What to do
List every line in the items below that contains the string "tower", copying each line in full.

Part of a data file
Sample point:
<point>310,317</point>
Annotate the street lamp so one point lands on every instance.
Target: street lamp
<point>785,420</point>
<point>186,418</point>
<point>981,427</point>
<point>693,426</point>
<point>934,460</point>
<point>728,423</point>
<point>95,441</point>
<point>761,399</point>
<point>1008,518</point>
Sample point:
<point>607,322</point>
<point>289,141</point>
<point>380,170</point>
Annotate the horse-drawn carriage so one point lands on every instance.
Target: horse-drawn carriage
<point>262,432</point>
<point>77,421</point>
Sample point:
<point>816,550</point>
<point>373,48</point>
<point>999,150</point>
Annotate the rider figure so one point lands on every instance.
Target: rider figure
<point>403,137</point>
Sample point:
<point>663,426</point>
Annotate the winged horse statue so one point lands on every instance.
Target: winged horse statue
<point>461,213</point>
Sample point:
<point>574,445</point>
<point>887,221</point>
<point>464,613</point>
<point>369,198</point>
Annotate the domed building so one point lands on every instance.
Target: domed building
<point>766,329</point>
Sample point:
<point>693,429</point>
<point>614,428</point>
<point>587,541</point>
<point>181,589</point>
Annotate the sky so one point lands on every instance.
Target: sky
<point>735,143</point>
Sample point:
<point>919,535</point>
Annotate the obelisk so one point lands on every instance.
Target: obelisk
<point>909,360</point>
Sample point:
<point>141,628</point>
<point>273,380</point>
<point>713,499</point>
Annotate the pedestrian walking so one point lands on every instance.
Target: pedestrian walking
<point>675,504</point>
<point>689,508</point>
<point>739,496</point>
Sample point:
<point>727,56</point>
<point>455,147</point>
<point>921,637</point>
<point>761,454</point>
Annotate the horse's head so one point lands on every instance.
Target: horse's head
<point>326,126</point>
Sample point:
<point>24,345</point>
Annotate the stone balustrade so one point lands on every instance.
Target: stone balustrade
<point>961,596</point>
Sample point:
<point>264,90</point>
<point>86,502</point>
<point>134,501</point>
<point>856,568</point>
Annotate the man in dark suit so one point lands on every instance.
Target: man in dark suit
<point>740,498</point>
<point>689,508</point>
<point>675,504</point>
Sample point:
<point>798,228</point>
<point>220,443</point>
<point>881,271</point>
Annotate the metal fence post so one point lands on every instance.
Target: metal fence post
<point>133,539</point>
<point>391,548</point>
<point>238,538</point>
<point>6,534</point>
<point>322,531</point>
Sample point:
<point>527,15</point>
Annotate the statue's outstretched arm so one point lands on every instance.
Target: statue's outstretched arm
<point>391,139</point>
---
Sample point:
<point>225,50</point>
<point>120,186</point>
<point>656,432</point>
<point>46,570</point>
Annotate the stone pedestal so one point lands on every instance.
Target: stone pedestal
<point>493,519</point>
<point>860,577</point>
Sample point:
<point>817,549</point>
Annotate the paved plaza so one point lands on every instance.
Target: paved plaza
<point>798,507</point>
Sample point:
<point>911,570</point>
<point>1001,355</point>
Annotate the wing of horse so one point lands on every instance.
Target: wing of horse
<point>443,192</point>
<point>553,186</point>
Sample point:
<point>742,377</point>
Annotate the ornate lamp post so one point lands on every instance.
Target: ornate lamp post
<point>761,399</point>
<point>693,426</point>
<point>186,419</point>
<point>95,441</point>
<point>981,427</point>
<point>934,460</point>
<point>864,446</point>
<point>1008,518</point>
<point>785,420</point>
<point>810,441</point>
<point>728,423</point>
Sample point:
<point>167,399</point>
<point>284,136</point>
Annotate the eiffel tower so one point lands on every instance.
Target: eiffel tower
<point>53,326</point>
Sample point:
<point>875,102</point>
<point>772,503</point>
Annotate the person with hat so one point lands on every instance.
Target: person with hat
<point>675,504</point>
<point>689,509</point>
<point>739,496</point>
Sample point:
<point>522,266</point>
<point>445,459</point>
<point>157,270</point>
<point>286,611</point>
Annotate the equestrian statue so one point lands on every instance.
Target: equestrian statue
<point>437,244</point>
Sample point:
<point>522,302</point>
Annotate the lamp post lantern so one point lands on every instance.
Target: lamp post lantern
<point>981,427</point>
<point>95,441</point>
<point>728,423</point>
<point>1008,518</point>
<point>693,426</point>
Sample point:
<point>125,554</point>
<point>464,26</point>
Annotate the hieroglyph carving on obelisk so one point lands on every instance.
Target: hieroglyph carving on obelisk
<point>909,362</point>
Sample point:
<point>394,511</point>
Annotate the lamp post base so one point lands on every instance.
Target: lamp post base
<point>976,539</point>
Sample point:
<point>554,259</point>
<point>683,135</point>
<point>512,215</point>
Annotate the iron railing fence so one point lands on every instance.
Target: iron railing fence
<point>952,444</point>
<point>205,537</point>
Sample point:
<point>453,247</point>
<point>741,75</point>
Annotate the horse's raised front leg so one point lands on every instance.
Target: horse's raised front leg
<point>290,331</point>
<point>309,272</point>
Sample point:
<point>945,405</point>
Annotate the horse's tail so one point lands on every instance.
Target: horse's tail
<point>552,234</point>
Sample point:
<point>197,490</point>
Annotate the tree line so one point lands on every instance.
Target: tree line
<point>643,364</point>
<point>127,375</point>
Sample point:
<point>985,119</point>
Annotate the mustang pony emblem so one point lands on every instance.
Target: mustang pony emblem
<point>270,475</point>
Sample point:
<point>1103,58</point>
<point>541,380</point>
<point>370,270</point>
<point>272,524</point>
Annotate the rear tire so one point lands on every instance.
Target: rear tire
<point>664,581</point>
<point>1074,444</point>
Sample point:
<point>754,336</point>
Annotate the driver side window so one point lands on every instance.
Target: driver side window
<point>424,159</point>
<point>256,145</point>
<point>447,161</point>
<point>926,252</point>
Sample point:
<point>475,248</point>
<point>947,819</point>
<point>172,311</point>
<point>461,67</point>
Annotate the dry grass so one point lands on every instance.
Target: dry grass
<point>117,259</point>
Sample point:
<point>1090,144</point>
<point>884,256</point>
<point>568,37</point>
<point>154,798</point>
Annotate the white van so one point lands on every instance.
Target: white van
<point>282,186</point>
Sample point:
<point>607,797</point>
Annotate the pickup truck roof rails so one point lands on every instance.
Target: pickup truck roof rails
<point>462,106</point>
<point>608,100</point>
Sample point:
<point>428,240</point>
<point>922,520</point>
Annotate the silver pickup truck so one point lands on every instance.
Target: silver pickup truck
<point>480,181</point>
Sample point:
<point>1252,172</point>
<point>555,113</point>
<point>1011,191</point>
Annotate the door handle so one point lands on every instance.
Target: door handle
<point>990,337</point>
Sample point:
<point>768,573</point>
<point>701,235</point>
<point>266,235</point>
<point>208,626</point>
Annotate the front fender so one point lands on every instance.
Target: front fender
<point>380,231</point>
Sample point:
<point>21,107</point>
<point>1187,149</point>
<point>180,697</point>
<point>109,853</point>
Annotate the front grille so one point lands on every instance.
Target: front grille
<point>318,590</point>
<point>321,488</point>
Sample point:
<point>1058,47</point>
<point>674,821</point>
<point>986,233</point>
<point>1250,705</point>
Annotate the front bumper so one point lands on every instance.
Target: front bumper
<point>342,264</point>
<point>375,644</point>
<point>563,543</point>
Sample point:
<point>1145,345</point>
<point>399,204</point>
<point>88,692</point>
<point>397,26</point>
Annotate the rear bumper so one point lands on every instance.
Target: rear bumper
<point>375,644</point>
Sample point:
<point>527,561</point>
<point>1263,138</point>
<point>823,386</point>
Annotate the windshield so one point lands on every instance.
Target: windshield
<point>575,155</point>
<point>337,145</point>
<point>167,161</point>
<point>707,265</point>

Right answer
Annotate the eiffel tower so one point lands on every instance.
Target: eiffel tower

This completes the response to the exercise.